(DATA SHOWN)
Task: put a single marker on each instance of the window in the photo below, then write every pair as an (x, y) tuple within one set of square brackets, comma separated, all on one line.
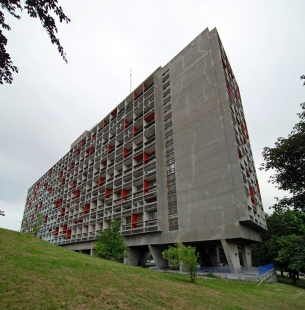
[(169, 128), (170, 158), (169, 138), (171, 187), (172, 210), (172, 198), (153, 215), (171, 178), (173, 224), (168, 120), (169, 147), (170, 168)]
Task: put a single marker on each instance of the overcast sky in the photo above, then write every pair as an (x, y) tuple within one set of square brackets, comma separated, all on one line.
[(51, 103)]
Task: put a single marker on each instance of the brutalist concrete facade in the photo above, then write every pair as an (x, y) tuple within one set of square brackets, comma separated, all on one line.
[(173, 159)]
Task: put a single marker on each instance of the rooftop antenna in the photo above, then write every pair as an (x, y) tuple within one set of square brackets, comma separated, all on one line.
[(130, 79)]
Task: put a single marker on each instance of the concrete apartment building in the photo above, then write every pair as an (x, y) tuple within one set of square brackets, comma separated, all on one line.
[(173, 160)]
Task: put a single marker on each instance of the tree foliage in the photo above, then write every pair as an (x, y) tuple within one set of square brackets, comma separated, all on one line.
[(42, 9), (287, 159), (283, 242), (33, 226), (110, 244), (291, 254), (185, 256)]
(End DATA SHOWN)
• _TASK REQUIREMENTS_
Repeat, word for word, each of the records, omitting any image they hold.

• _SOLUTION_
Task: put a single marker on each instance of the window in the photo below, then write every pair as an (x, y) tuple within one set of square brackets, comma separated, all on one line.
[(169, 128), (170, 158), (169, 138), (171, 187), (172, 210), (172, 198), (153, 215), (171, 178), (173, 224), (168, 120), (169, 147), (170, 168)]
Task: put a single marker on each instance of the overcast sky in the photo above, then write every pair as an (x, y) tuple within one set of square brackets, comma separated, all on one line.
[(51, 103)]
Task: put a single marker on each instance of the brutalist concrete facade in the photo above, then write every pair as an (x, y) tuple within one set of square brackets, comma separated, all on one line.
[(173, 159)]
Task: put a single marker on each instance of the rooftop antenna in the photo above, then write every pair as an (x, y) tuple within one set of square brackets, comma separated, all on one line.
[(130, 79)]
Task: put a single marker on each instance of the concrete apartment building in the photo above, then write every pair as an (x, y) tuple within one set of square brackets, comma separated, all on one line.
[(173, 160)]
Task: put a single marker on each instance of the tree foliage in the photo above, then write every pair as an (x, y) tuple within one set of square brackets, comma separated, all on one line.
[(42, 9), (287, 159), (283, 242), (33, 226), (110, 244), (291, 254), (185, 256)]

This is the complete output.